* Problem details
Character for character, give back every line below.

(Point localization data)
+ + + + + + +

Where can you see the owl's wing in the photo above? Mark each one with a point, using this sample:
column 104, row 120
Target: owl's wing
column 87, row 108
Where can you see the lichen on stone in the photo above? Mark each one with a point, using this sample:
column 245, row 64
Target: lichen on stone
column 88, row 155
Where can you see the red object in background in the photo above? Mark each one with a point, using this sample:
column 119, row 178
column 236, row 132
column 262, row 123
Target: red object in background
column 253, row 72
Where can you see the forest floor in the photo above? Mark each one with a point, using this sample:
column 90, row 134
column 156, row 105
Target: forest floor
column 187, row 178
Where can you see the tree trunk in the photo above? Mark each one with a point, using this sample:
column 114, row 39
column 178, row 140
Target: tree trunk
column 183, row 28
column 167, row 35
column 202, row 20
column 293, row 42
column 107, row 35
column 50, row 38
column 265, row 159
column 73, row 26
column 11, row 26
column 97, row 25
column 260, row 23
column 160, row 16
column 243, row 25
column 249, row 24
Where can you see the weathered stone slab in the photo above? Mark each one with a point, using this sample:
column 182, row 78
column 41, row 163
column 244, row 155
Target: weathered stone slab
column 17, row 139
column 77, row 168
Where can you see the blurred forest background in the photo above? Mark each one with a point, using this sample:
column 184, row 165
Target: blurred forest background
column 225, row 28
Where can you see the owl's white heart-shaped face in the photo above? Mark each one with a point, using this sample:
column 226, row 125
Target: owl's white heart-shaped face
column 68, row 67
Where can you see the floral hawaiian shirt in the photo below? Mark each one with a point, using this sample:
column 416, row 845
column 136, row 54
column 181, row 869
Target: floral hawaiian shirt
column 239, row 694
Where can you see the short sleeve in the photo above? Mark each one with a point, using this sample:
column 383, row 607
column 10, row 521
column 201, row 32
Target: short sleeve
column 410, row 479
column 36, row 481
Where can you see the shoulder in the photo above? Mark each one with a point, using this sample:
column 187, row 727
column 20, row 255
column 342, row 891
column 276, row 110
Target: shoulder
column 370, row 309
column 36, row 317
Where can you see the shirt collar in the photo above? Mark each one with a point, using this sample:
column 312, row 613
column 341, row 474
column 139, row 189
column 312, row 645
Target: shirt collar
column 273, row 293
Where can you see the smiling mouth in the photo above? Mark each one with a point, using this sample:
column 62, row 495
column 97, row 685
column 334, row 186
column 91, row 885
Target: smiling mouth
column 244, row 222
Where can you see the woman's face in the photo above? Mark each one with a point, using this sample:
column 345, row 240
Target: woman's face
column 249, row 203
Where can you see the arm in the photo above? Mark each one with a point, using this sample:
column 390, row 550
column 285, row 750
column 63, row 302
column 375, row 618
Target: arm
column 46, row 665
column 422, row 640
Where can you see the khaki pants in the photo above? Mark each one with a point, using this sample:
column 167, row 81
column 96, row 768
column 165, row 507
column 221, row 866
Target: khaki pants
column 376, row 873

+ + + + + + +

* Task answer
Where can you see the owl's wing in the photo above? Mark each one with a point, using this sample:
column 104, row 120
Target: owl's wing
column 87, row 108
Where can you see the lichen on stone in the photo above? Mark each one with a point, using this sample:
column 245, row 64
Target: lichen on stone
column 88, row 155
Where can you see the red object in background in the photo above? Mark each one with a point, using this sample:
column 119, row 178
column 236, row 132
column 262, row 123
Target: red object in background
column 253, row 72
Where can you see the forest floor in the photo above? Mark each one with a point, using this sample:
column 90, row 134
column 156, row 105
Target: forest floor
column 187, row 178
Where can you see the tree trunk in the photo above? Mark each one with a point, using this sample:
column 114, row 39
column 178, row 140
Target: tree trunk
column 183, row 28
column 167, row 35
column 202, row 20
column 293, row 42
column 107, row 35
column 50, row 38
column 265, row 159
column 73, row 26
column 11, row 26
column 97, row 25
column 260, row 23
column 160, row 16
column 243, row 25
column 249, row 24
Where can you see the weathered stone slab in the photo above? Mark each one with a point, using this sample:
column 182, row 78
column 41, row 163
column 244, row 155
Target: weathered stone slab
column 17, row 139
column 77, row 168
Where can you see the blurred forest background in the photo above? Mark each one with a point, using this sample:
column 184, row 165
Target: blurred forest background
column 225, row 28
Where can you see the owl's white heart-shaped face in the photo above? Mark each one with a point, using this sample:
column 226, row 125
Target: owl's white heart-shaped face
column 68, row 67
Where can you see the floral hawaiian shirt in the photo below? Mark each one with a point, using this sample:
column 416, row 845
column 136, row 54
column 181, row 869
Target: floral hawaiian shirt
column 239, row 694
Where can you see the short sleeve in the photo above? Mark each one with a point, using this sample:
column 383, row 607
column 10, row 521
column 201, row 32
Target: short sleeve
column 410, row 479
column 36, row 481
Where can you see the shoulder in the photo above? Mark each one with a point, using this sample:
column 187, row 727
column 20, row 255
column 342, row 891
column 276, row 110
Target: shoulder
column 370, row 309
column 36, row 317
Where can you see the shirt collar in the photo above? Mark each one with a point, using this sample:
column 312, row 613
column 341, row 474
column 139, row 189
column 312, row 645
Target: shirt collar
column 273, row 293
Where can you see the smiling mouth in the photo above? Mark each one with a point, using this sample:
column 62, row 495
column 97, row 685
column 334, row 186
column 91, row 885
Target: smiling mouth
column 244, row 222
Where can you see the woman's face in the photo above? Mark each one with a point, using this sample:
column 345, row 240
Target: woman's face
column 249, row 203
Where can you see the arm in the photo above? Mark each one with a point, using this sample:
column 390, row 550
column 285, row 750
column 63, row 302
column 375, row 618
Target: arm
column 46, row 665
column 422, row 640
Where can you see the khaki pants in the photo above? Mark each one with a point, using this sample:
column 167, row 81
column 96, row 768
column 165, row 507
column 221, row 866
Target: khaki pants
column 376, row 873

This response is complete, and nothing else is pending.